Capability Restriction
The body of a for...parallel yield shall have no environmental capabilities except Print:
// OK: pure computation
let squares = for x in data parallel yield x ** 2
// OK: Print allowed (for debugging)
let results = for x in data parallel yield {
dbg(value: x)
expensive(x)
}
// ERROR: Http not allowed in parallel body
let pages = for url in urls parallel yield fetch(url) uses Http
// ^^^^^^^^^^^^^^^^^^^^^^^^
// error[E0720]: parallel body shall not use capability `Http`
// = help: use `parallel(tasks: ...)` for concurrent I/O
This is the key safety property. The type checker rejects parallel bodies that use Http, FileSystem, Random, Clock, or any other environmental capability. This eliminates:
- Non-determinism from I/O ordering
- Resource contention (file handles, connections)
- Side-effect ordering dependencies
Print is exempted because it is synchronized and commonly needed for debugging. Suspend is not required — parallel iteration uses OS thread parallelism, not cooperative task scheduling.
Type of for...parallel yield
The type is the same as the sequential equivalent. for x in [T] parallel yield U produces [U].
Part 2: The Splittable Trait
Parallel iteration requires a way to divide work. The Splittable trait defines this:
trait Splittable: Iterable {
// Split into two roughly equal halves.
// Returns None if the collection is too small to split further.
@split (self) -> Option<(Self, Self)>
}
Standard Implementations
| Type | Split Strategy | Indexed? |
|---|---|---|
[T] | Split at midpoint | Yes |
[T, max N] | Split at midpoint | Yes |
{K: V} | Split entries | No |
Set<T> | Split elements | No |
Range<int> | Split range at midpoint | Yes |
str | Split at character boundary near midpoint | No |
Indexed Splitting
An extended trait provides position-aware splitting for more efficient operations:
trait IndexedSplittable: Splittable {
@len (self) -> int
@split_at (self, index: int) -> (Self, Self)
}
Lists, fixed-capacity lists, and integer ranges implement IndexedSplittable. This enables:
- Pre-allocated result buffers (exact output size known)
- Efficient
zip(synchronized splitting) - Position-aware operations (
enumerate)
User Types
User-defined collections can implement Splittable to participate in parallel iteration:
type Matrix<T> = { rows: [[T]] }
impl Matrix<T>: Splittable where T: Sendable {
@split (self) -> Option<(Self, Self)> = {
if self.rows.len() < 2 then None
else {
let $mid = self.rows.len() div 2
Some((
Matrix { rows: self.rows.take(count: mid) },
Matrix { rows: self.rows.skip(count: mid) },
))
}
}
}
Part 3: Parallel Iterator Adapters
For method-chain style, iterators gain a .par() adapter:
let result = items.iter().par().map(transform: expensive).collect()
.par() converts an Iterator into a ParallelIterator if the source implements Splittable. The parallel iterator provides these adapters:
Transformations (order-preserving)
items.iter().par().map(transform: f) // parallel map
items.iter().par().filter(predicate: f) // parallel filter
items.iter().par().filter_map(transform: f) // parallel filter + map
items.iter().par().flat_map(transform: f) // parallel flat_map
All transformation adapters preserve element order in the output.

**Source records**
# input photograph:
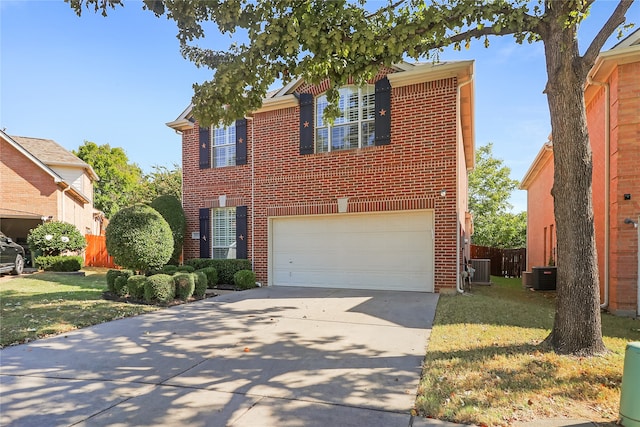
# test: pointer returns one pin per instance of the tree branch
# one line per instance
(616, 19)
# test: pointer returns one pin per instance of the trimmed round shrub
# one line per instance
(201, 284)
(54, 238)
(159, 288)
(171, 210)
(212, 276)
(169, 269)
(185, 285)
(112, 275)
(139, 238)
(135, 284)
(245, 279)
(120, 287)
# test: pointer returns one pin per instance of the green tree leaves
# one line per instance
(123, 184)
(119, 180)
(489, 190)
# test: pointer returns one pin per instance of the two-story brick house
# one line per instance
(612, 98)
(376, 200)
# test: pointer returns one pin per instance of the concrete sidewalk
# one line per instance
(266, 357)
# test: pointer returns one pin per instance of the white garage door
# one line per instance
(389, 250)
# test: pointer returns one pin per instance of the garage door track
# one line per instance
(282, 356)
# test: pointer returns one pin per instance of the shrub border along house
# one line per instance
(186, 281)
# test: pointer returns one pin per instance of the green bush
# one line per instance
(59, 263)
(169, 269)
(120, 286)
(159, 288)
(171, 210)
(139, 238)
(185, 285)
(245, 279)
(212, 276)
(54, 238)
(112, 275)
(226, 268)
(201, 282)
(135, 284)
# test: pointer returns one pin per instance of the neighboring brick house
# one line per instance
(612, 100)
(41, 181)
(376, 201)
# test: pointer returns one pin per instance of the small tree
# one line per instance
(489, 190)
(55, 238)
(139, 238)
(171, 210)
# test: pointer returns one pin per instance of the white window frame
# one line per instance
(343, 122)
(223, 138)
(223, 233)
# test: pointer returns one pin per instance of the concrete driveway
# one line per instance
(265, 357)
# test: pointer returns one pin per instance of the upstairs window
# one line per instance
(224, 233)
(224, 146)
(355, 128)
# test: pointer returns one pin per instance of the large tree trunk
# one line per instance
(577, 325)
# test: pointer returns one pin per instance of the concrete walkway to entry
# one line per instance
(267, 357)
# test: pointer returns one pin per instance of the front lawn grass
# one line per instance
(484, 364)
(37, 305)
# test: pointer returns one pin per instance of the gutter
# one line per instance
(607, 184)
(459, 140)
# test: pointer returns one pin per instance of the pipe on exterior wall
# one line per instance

**Tasks to complete**
a. According to the parallel iteration text, why is Print exempted from the capability restriction on parallel bodies?
b. Take the parallel iteration text further, picking up right after its final sentence and keeping its format and style.

**Expected responses**
a. Print is synchronized and commonly needed for debugging.

b.
Reductions (unordered)
Reductions require an associative combining operation. The runtime splits work into chunks, reduces each chunk, then merges results in a binary tree:
// Built-in reductions
items.iter().par().sum() // requires Add + Default
items.iter().par().count() // always available
items.iter().par().min() // requires Comparable
items.iter().par().max() // requires Comparable
items.iter().par().any(predicate: f) // short-circuits
items.iter().par().all(predicate: f) // short-circuits
// Custom reduction
items.iter().par().reduce(
identity: 0,
op: (a, b) -> a + b,
)
// Fold + merge (for non-commutative accumulation)
items.iter().par().fold(
identity: () -> new_accumulator(),
fold: (acc, item) -> acc.add(item),
merge: (left, right) -> left.merge(right),
)
The reduce operator requires associativity: op(op(a, b), c) == op(a, op(b, c)). This is not checked statically — incorrect associativity produces implementation-defined (but deterministic per run) results. A future lint may warn about suspicious operators.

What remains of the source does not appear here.